### TRECHO DA PÁGINA
........

Operadores do Direito divergem sobre projeto aprovado no Senado

Medida de combate ao abuso de autoridade é atacada por juízes, promotores e procuradores. Especialista pondera que ainda há corporativismo nos casos de julgamentos dos abusos em órgãos como CNJ e CNMP.

Escrito por Letícia Lima , leticia.lima@diariodonordeste.com.br

O projeto de Lei que criminaliza o abuso de autoridade no Brasil, aprovado pelo Senado, na semana passada, vem provocando a reação de juízes e membros do Ministério Público. Para muitos deles, a medida ameaça as operações de combate à corrupção. Outros especialistas, no entanto, ponderam que ainda existe corporativismo nos órgãos de controle na hora de coibir excessos.

Operadores do Direito ouvidos pelo Diário do Nordeste não negam, porém, o interesse político existente na iniciativa. Isso porque o projeto teve origem no pacote das 10 medidas de combate à corrupção, apresentado pelo Ministério Público Federal (MPF), na Câmara dos Deputados, em 2016, e que teve mais de 2 milhões de assinaturas.

Naquela época, a Operação Lava Jato estava no auge e, em resposta às investigações que avançavam sobre a classe política, deputados modificaram a proposta de iniciativa popular, incluindo punições para juízes e membros do MP, em casos de abuso de autoridade. Desde então, as mudanças vêm sendo alvo de críticas.

Depois de aprovado na Câmara, o projeto foi enviado ao Senado, e, desde 2017, estava parado, até ganhar força, após o vazamento de mensagens atribuídas ao ex-juiz da Lava Jato, atual ministro da Justiça, Sergio Moro, com integrantes do Ministério Público. Nas conversas divulgadas, o então juiz teria orientado ações da investigação. Ambos negam o conluio.

Punições

Como algumas alterações foram feitas pelos senadores no projeto, ele terá que ser analisado, novamente, pela Câmara. Pelo texto aprovado até agora, terá cometido crime de abuso de autoridade o magistrado que atuar com "motivação político-partidária".

Também poderá ser enquadrado pela Lei, o magistrado que "receber, a qualquer título ou pretexto, custas ou participação em processo". Nestes casos, os magistrados poderão pegar pena de seis meses a dois anos, além de multa.

Já para membros do Ministério Público, o projeto prevê detenção para aqueles que promoverem a "instauração de procedimento, civil ou administrativo, em desfavor de alguém, sem que existam indícios mínimos de prática de algum delito".

........

[Rótulos de pontos dos objetos]

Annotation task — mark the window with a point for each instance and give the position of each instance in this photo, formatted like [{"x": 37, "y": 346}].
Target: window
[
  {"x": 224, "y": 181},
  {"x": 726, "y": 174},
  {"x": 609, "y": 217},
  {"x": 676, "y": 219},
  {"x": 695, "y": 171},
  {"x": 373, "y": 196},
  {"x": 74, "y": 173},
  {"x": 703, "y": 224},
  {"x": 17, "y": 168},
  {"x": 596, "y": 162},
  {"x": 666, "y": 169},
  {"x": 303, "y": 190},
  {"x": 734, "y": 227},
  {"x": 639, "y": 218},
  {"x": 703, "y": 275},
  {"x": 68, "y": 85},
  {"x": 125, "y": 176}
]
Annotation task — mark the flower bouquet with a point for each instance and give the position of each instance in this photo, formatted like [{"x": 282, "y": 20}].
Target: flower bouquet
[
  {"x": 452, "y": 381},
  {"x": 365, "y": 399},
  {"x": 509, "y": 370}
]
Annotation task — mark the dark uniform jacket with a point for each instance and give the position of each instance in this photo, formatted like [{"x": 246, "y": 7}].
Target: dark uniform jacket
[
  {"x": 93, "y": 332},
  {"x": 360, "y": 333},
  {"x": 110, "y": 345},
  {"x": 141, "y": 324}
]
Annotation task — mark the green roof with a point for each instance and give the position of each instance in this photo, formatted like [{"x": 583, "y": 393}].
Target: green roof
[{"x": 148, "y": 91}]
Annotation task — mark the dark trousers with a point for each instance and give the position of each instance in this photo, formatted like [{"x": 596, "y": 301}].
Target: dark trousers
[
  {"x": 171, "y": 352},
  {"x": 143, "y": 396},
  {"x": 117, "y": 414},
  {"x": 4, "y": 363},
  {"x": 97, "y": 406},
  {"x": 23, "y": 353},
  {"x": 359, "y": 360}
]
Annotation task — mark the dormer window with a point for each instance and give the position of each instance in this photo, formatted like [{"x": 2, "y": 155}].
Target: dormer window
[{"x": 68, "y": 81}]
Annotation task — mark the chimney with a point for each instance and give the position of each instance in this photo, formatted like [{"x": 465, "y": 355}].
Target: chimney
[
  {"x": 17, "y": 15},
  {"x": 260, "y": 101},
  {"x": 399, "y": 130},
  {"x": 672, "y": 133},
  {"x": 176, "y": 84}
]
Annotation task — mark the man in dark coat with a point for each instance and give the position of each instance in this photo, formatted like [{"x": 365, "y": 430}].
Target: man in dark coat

........

### EXERCÍCIO PROPOSTO A
Com base na reportagem sobre o abuso de autoridade, responda:
(i) Em que ano o Ministério Público Federal apresentou o pacote das 10 medidas de combate à corrupção na Câmara dos Deputados?
(ii) Quantas assinaturas esse pacote obteve?
(iii) Qual é a pena prevista para os magistrados enquadrados pela Lei?
### EXERCÍCIO PROPOSTO B
Indique se cada afirmação está de acordo com a reportagem sobre o abuso de autoridade, citando as palavras do texto que o comprovam:
(i) O projeto aprovado pelo Senado não precisará voltar à Câmara.
(ii) Sergio Moro e os integrantes do Ministério Público admitem o conluio.
(iii) O projeto teve origem no pacote das 10 medidas de combate à corrupção.
### EXERCÍCIO PROPOSTO C
Prossiga com a redação da reportagem sobre o abuso de autoridade a partir do ponto em que ela termina.

### RESPOSTA A
(i) Em 2016.
(ii) Mais de 2 milhões de assinaturas.
(iii) Pena de seis meses a dois anos, além de multa.

### RESPOSTA B
(i) Não. "ele terá que ser analisado, novamente, pela Câmara"
(ii) Não. "Ambos negam o conluio."
(iii) Sim. "o projeto teve origem no pacote das 10 medidas de combate à corrupção"

### RESPOSTA C
Para aqueles que atuarem com motivação político-partidária e que receberem "a qualquer título ou pretexto, auxílios ou contribuições de pessoas físicas, entidades públicas ou privadas", também poderão ser punidos.

A pena para membros do MP é a mesma estabelecida para juízes. Nos casos em que respondem por crime de abuso de autoridade, o projeto determina que juízes, promotores e procuradores serão processados em ação penal.

A nova norma prevê, ainda, que qualquer pessoa que identificar abuso por parte de uma dessas autoridades poderá entrar com ação. E se o MP não der prosseguimento à denúncia dentro dos prazos legais, a pessoa que se sentir lesada poderá ainda apresentar queixa subsidiária.

Repercussões

Para o presidente da Associação Cearense de Magistrados (ACM), juiz Ricardo Alexandre Costa, o projeto é uma tentativa de "intimidação" das instituições que combatem a corrupção. Ele argumenta que já existe o Conselho Nacional de Justiça (CNJ) para coibir abusos. "A magistratura tem o CNJ para qualquer cidadão que se sentir prejudicado. O juiz poderá responder por ação penal também. A nossa insatisfação é porque um projeto de lei de iniciativa popular é modificado, basicamente, para inserir leis contra os agentes públicos", reclamou.

O magistrado avalia ainda que essas medidas representam uma ameaça à Operação Lava Jato e a outras ações. "Porque elas esbarram em pessoas extremamente poderosas. A atuação do Judiciário incomoda muita gente".

Presidente da Associação Cearense do Ministério Público (ACMP), Aureliano Rebouças vai na mesma linha. Ele avalia que o projeto cria conceitos de tipos penais "vagos". "Deixando o MP e o Judiciário com a espada na cabeça e à mercê de retaliações dos detentores de poder econômico e político".

Aureliano frisa também que existe o Conselho Nacional do Ministério Público (CNMP) para fiscalizar eventuais excessos e lembra que a Lei número 4.898, de 1965, regula o direito de representação e o processo de responsabilidade administrativa civil e penal, nos casos de abuso de autoridade.

O artigo 4º da Constituição prevê, hoje, de forma mais ampla, que é considerado abuso de autoridade, por exemplo: ordenar ou executar medida privativa de liberdade, sem as formalidades legais ou com abuso de poder e submeter pessoa sob sua guarda ou custódia a vexame ou a constrangimento não autorizado pelo regramento legal.

Cautela

Pós-doutor em Direito Penal, o professor da Universidade de Fortaleza (Unifor), Nestor Santiago, não nega o interesse político que há por trás do projeto de lei. Ele considera, inclusive, que resolver eventuais problemas com atos de juízes, promotores e procuradores por meio da criminalização de prerrogativas, não colabora para o respeito entre as instituições do sistema judiciário.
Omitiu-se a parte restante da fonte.